**TEXT PASSAGE:**
========================================
Introduction: The role of mannanases in the paper and pulp industry is well established and recently they have found application in the food and feed technology, fruit juice clarification, fruit maseration, oil drilling and detergent industry. Mannanases are mostly extracellular enzymes hydrolysing the 1,4-β-D-mannosidic linkages in mannans, galactomannans, glucomannans and galactoglucomannans.  Mannanase are enzymes produced mainly from microorganisms but mannanases produced from plants has also been reported.  However, microbes are the most potent producers of mannanase and represent the preferred source of enzymes in view of their rapid growth, limited spaces required for cultivation, and ready accessibility to genetic manipulation. Microbial mannanase have become biotechnologically importance since they target the hydrolysis of complex polysaccharides of plant tissues into simple molecules like manno-oligosaccharides and mannoses. Filamentous fungi such as recombinant Aspergillus sojae is important biocatalyst for industrial production of mannanase enzymes. But, there are some problems during the fermentation process such as limited oxygen, substrate transfer, high broth medium viscosity, excessive biomass. Because microparticles caused a change of growth morphology from pellets (thickness of biomass layer) to single hyphae. Therefore, mannanase enzyme productivity could be considerable high.

In the literature, mannanase production from different carbon source such as glucose, sucrose, molasses, and carob pod extract were performed by recombinant Aspergillus sojae without any separation and purification process and mannanase

activities were found to be 453.72 U/ml, 413.11 U/ml, 482 U/ml, and 350.82 U/ml, respectively. Besides, different quantities (0.5%, 0.75%, 1%) of nitrogen sources (yeast extract, beef extract, ammonium nitrate) were used to produce of mannanase by recombinant Aspergillus sojae in carob pod extract. And, the maximum mannanase activity was determined to be 695.6 U/ml with 0.5% ammonium nitrate.

Methods : In the present study, different concentrations of microparticles (1, 5, 10 g/L of aluminum oxide) in fermentation medium were used not only to enhance mannanase activity but also to control of morphology in recombinant Aspergillus sojae. This study was performed with fed-batch fermentation and conditions were 4% of initial sugar concentration, 200-600 rpm agitation rate (speed was gradually increased), 1% of inoculation rate, 1vvm aeration rate, pH 5 and 30ºC.

Results : The results showed that the maximum mannanase activity was determined to be 744.7 U/ml with using 5 g/L of aluminum oxide.

Discussion & Conclusions : Overall, this study demonstrated that the microparticles can be successfully implemented to enhance enzyme activity.

Acknowledgements : This study was supported by the TUBITAK foundation (Project number: 112 O 167).
========================================
**EXERCISES:**
**a)** Check each statement against the mannanase abstract and answer yes or no, quoting the words that decide it: (i) The fed-batch fermentation was carried out at pH 5 and 30ºC. (ii) The highest mannanase activity in the present study came from using 10 g/L of aluminum oxide. (iii) The study received support from the TUBITAK foundation.
**b)** Reproduce the part of the mannanase abstract between "Discussion & Conclusions" and "112 O 167).", inclusive.

**ENTRIES PROVIDED:**
========================================
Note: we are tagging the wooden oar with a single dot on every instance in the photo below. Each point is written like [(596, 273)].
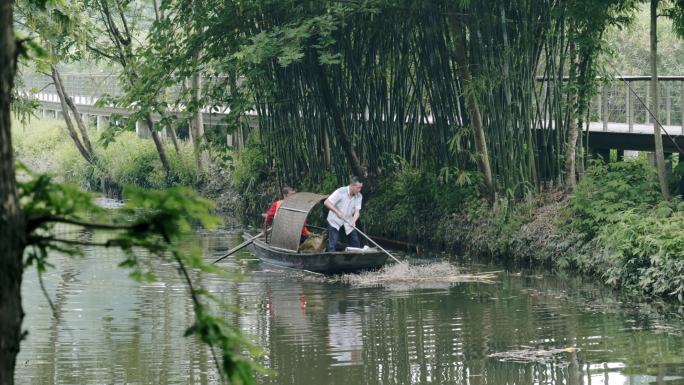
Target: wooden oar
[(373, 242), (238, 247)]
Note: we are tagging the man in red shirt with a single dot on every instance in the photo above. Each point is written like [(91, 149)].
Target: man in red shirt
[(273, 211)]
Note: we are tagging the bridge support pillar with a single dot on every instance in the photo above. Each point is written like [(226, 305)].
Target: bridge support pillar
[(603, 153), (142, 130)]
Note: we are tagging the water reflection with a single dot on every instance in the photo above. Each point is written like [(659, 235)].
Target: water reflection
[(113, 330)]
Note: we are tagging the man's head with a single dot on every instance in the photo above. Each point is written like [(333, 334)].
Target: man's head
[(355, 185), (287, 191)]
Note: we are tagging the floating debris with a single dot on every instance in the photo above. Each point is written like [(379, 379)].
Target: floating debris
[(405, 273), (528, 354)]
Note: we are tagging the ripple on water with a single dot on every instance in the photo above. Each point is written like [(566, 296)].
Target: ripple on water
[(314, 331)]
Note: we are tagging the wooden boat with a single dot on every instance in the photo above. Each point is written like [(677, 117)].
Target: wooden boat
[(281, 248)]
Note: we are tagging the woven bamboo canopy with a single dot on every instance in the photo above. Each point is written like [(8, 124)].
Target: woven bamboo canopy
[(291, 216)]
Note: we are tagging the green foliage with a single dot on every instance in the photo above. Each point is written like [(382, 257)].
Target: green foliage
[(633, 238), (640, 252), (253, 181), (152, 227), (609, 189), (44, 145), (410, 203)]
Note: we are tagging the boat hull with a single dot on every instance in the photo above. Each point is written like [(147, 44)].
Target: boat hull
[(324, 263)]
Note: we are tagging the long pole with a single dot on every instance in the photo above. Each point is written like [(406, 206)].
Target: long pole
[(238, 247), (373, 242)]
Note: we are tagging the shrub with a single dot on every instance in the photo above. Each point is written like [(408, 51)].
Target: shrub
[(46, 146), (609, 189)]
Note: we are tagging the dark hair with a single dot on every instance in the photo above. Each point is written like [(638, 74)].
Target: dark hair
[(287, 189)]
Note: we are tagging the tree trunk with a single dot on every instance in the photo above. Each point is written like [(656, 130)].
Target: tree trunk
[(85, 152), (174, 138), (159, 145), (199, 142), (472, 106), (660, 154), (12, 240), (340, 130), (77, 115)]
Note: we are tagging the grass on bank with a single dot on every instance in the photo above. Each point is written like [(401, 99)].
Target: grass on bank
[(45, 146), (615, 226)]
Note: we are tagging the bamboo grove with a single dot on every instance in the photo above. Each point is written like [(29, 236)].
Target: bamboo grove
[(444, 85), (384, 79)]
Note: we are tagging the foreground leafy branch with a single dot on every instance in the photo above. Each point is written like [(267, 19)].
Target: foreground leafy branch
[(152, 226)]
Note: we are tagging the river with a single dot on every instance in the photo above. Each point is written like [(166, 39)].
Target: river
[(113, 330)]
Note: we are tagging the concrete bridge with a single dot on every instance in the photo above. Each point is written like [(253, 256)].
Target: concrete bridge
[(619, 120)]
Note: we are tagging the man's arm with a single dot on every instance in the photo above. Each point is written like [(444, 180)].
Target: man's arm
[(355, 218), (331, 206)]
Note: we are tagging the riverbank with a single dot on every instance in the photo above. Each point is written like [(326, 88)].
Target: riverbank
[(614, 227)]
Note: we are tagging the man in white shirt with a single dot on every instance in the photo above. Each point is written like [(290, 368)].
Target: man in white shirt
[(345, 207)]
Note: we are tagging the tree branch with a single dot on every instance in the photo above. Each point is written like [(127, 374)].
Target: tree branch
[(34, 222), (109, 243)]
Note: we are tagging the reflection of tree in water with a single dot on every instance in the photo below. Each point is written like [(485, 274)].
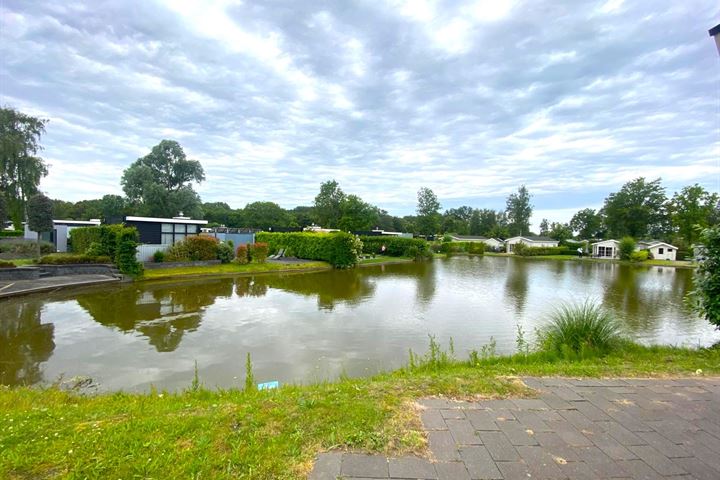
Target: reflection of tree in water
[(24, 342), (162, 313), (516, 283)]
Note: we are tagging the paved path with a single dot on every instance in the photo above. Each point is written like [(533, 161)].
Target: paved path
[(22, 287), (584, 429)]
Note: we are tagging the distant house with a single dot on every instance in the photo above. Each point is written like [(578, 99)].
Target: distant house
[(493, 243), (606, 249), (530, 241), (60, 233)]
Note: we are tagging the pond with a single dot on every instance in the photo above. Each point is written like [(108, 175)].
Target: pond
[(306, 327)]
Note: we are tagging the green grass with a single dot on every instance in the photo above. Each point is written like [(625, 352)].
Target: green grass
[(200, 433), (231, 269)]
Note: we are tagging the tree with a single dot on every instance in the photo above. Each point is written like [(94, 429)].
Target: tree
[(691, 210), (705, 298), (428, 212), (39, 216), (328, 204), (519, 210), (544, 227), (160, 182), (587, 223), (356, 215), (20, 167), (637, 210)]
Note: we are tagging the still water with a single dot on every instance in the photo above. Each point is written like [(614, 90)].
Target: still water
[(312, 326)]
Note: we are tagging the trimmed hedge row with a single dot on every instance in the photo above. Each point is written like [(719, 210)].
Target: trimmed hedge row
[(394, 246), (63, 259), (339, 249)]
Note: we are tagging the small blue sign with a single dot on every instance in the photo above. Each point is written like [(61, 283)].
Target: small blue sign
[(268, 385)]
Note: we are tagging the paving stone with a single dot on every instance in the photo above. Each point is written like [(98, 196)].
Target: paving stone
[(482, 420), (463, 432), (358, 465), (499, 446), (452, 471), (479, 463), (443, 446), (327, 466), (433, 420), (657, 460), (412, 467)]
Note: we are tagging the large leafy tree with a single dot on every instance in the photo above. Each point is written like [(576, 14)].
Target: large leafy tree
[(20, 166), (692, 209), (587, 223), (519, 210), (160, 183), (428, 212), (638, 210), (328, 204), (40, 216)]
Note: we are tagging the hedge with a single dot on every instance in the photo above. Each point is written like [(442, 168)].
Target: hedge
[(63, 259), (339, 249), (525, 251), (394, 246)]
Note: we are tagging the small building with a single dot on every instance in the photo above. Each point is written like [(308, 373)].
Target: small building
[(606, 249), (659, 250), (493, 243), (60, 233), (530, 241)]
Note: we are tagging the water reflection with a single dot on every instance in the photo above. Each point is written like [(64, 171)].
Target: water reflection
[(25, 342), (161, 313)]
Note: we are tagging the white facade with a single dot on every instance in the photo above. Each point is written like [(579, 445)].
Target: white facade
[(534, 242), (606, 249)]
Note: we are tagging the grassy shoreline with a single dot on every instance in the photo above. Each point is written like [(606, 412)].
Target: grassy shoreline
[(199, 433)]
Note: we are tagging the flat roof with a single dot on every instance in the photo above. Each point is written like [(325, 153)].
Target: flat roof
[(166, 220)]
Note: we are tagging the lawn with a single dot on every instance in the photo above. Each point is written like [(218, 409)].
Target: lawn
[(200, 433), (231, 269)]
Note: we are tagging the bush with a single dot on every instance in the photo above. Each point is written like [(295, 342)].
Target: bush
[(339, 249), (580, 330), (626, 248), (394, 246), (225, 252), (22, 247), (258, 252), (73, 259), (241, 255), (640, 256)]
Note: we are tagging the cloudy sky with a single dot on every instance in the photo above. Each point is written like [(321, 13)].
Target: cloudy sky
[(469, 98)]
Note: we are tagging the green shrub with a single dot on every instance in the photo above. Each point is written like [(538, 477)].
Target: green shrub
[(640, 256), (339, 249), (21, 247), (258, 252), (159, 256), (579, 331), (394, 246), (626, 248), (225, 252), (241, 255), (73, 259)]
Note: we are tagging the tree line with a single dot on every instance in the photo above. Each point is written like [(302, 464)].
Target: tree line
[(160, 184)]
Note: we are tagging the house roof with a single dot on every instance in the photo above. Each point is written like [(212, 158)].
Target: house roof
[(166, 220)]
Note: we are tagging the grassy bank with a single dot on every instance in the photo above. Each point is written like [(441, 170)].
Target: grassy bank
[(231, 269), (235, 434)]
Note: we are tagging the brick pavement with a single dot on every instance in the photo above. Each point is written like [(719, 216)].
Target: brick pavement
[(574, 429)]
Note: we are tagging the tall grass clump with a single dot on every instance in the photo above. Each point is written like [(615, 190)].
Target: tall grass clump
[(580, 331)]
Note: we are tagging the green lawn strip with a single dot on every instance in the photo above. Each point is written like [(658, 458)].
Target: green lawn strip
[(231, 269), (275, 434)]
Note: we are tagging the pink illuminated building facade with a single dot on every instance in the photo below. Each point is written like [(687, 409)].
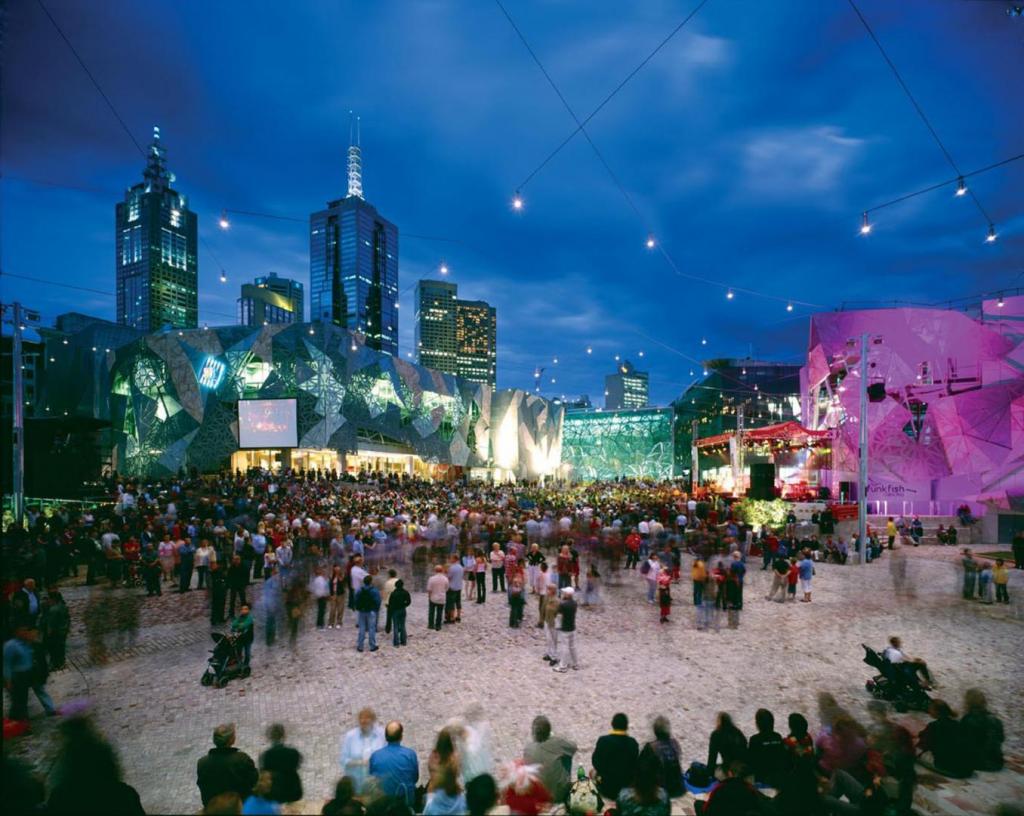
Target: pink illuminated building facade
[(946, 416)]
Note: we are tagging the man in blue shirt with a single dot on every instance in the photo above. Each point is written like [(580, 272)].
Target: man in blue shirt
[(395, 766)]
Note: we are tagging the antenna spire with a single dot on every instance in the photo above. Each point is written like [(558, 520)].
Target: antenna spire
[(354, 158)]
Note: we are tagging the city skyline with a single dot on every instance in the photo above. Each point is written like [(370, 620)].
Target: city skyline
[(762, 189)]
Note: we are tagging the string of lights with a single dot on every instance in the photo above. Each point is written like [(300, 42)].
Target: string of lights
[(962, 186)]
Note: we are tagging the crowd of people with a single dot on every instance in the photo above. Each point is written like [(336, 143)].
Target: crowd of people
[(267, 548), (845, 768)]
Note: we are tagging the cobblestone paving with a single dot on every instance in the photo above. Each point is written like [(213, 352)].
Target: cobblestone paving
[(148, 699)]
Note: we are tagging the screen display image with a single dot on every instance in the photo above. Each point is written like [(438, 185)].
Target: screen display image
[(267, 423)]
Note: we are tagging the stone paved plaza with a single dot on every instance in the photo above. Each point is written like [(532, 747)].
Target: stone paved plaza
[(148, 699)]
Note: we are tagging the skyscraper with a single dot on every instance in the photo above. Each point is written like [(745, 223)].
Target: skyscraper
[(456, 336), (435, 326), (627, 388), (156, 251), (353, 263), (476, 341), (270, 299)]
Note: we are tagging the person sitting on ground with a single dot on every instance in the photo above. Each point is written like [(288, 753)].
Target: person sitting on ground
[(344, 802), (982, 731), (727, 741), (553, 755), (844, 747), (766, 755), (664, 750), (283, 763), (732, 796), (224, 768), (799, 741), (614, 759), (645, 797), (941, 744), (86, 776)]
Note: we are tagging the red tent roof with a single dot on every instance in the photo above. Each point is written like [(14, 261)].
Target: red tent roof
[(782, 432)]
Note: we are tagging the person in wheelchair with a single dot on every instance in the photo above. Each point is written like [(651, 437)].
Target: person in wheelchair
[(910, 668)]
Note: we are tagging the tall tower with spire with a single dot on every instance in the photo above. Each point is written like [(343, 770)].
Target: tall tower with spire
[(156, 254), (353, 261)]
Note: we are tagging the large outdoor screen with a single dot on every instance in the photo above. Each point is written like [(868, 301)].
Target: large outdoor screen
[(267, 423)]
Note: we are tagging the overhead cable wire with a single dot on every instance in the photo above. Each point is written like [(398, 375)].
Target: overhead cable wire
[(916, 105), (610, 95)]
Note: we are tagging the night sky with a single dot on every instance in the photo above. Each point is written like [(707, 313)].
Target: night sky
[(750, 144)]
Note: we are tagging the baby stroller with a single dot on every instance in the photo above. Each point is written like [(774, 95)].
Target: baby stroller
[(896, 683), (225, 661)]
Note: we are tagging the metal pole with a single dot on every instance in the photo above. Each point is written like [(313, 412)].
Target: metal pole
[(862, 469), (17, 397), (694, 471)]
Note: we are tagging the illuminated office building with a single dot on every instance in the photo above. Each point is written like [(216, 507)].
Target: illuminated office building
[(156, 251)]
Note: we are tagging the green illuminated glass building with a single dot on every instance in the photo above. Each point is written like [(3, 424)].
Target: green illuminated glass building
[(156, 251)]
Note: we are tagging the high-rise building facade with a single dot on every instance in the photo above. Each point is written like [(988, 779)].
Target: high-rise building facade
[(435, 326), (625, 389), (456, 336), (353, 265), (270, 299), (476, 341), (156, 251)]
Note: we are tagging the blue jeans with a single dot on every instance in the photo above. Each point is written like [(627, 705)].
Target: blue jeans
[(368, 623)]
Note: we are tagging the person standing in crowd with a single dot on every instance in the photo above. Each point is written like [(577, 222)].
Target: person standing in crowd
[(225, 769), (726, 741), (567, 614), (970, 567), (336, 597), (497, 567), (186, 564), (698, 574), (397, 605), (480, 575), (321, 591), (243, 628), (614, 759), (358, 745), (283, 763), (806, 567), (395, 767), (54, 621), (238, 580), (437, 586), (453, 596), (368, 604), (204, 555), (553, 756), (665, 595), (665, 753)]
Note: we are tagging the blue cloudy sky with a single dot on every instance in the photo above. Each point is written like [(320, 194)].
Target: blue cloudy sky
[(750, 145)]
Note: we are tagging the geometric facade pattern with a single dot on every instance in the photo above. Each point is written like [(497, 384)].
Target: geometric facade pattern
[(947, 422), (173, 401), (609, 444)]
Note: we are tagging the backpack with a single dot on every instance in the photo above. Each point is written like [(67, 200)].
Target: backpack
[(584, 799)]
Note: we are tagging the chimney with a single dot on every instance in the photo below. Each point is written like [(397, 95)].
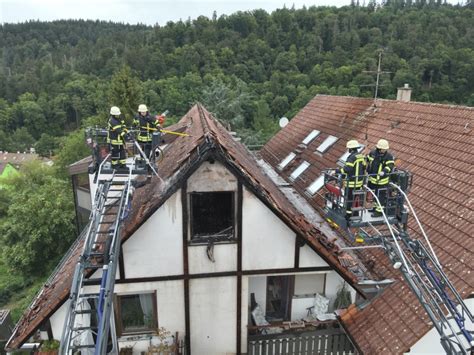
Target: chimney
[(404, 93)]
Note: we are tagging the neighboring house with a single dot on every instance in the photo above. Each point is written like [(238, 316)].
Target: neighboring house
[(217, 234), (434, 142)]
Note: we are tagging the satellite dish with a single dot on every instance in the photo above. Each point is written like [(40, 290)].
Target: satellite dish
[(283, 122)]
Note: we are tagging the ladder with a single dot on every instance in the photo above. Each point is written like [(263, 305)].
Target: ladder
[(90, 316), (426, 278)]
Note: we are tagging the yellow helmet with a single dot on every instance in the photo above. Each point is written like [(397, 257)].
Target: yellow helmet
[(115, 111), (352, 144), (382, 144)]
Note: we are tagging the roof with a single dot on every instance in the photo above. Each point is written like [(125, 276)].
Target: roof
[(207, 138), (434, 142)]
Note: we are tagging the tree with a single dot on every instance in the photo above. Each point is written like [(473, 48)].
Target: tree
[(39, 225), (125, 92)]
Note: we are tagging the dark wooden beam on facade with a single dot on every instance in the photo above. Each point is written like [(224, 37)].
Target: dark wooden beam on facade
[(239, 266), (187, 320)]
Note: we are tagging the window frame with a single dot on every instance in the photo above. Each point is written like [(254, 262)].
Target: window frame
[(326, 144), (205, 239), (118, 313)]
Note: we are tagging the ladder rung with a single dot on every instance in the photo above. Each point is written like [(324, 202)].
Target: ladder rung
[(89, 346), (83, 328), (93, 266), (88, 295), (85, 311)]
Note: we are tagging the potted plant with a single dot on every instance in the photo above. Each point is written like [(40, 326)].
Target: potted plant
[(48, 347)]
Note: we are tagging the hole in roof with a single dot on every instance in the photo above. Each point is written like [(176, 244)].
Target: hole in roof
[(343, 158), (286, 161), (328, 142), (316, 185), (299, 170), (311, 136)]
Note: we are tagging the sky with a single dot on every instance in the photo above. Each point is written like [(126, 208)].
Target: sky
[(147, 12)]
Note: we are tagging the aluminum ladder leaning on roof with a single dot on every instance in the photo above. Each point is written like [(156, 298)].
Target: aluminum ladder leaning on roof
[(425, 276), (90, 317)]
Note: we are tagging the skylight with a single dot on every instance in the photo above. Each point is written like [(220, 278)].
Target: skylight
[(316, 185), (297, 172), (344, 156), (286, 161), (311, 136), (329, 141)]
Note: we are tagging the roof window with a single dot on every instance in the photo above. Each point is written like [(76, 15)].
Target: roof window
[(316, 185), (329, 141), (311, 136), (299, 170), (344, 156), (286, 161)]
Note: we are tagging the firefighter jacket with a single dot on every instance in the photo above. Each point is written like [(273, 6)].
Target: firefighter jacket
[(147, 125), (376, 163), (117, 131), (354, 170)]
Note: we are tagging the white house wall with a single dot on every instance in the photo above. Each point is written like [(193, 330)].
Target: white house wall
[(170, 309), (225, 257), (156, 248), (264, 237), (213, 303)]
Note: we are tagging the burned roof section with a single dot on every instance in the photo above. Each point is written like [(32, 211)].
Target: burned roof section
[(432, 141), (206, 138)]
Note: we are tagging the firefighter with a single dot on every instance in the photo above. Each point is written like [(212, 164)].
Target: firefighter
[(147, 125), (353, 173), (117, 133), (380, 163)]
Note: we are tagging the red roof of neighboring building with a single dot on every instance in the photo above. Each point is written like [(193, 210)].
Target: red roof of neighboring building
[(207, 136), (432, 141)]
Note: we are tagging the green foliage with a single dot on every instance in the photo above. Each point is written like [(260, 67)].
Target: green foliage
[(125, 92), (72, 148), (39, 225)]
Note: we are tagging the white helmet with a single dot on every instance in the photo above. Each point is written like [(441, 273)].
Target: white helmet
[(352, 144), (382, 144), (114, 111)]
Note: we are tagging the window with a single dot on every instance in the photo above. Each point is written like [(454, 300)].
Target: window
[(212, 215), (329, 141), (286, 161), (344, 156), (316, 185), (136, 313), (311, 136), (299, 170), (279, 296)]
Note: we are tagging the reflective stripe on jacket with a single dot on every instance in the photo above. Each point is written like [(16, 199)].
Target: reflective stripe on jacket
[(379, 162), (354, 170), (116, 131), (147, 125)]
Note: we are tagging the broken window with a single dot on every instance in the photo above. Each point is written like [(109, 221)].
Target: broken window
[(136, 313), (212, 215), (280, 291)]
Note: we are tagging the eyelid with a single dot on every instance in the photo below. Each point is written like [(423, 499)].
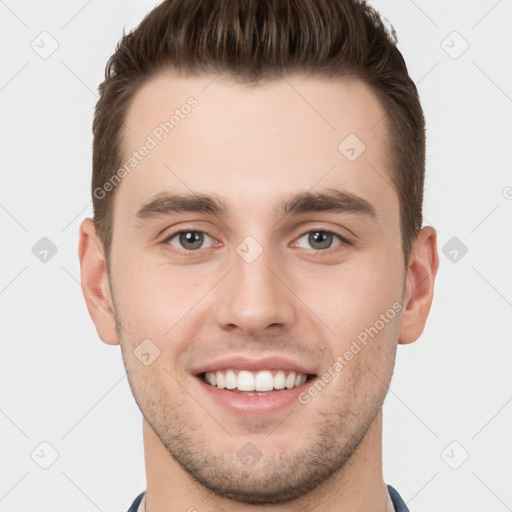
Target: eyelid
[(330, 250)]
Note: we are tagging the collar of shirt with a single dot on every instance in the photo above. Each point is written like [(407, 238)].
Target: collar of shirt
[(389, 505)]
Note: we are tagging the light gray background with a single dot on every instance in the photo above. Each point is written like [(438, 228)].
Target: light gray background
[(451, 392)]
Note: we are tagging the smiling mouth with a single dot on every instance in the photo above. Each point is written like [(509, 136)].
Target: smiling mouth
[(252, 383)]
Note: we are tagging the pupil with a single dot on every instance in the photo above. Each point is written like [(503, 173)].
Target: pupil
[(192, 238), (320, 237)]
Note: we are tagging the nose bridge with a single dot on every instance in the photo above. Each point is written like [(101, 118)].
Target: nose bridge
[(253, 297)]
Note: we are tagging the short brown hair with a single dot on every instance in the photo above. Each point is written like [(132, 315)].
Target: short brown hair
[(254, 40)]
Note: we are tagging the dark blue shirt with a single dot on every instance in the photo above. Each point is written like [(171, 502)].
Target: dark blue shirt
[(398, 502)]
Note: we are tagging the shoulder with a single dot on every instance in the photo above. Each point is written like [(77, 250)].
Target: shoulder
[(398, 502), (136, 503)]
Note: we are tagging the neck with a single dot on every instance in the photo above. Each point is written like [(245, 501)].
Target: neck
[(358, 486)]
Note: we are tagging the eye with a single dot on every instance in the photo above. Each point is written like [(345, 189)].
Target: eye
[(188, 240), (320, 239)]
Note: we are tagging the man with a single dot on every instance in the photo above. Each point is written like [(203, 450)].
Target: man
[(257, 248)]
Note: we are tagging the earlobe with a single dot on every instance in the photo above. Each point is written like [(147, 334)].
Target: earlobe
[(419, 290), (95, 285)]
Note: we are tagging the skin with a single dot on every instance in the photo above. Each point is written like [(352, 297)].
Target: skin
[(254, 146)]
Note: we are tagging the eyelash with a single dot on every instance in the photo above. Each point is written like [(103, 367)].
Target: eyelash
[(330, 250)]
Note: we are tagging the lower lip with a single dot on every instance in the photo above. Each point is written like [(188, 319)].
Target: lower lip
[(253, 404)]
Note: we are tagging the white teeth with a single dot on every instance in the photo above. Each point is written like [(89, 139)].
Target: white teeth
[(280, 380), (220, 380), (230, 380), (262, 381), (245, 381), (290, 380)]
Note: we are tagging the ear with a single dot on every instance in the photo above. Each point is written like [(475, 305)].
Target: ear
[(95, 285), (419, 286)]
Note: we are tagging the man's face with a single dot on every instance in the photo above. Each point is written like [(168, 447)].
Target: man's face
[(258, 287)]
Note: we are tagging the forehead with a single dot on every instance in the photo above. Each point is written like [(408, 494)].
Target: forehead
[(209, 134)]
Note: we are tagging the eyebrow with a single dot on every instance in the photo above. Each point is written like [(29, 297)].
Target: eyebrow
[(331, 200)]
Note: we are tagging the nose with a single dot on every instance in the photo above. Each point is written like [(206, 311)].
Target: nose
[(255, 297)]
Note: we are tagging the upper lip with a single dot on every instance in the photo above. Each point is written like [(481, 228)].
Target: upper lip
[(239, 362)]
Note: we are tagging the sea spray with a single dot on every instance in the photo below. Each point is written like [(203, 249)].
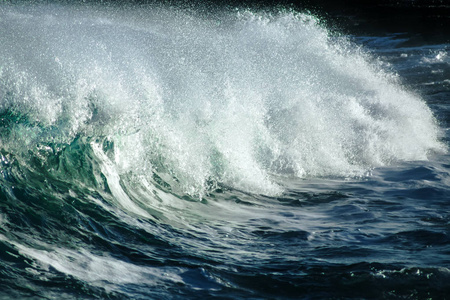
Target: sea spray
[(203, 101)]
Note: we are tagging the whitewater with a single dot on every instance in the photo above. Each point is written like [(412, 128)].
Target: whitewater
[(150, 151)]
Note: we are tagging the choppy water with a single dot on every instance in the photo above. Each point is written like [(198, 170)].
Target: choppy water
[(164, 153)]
========================================
**TASK-BY-TASK ANSWERS:**
**a)**
(i) Yes: "pH 5 and 30ºC"
(ii) No: "the maximum mannanase activity was determined to be 744.7 U/ml with using 5 g/L of aluminum oxide"
(iii) Yes: "This study was supported by the TUBITAK foundation"

**b)**
Discussion & Conclusions : Overall, this study demonstrated that the microparticles can be successfully implemented to enhance enzyme activity.

Acknowledgements : This study was supported by the TUBITAK foundation (Project number: 112 O 167).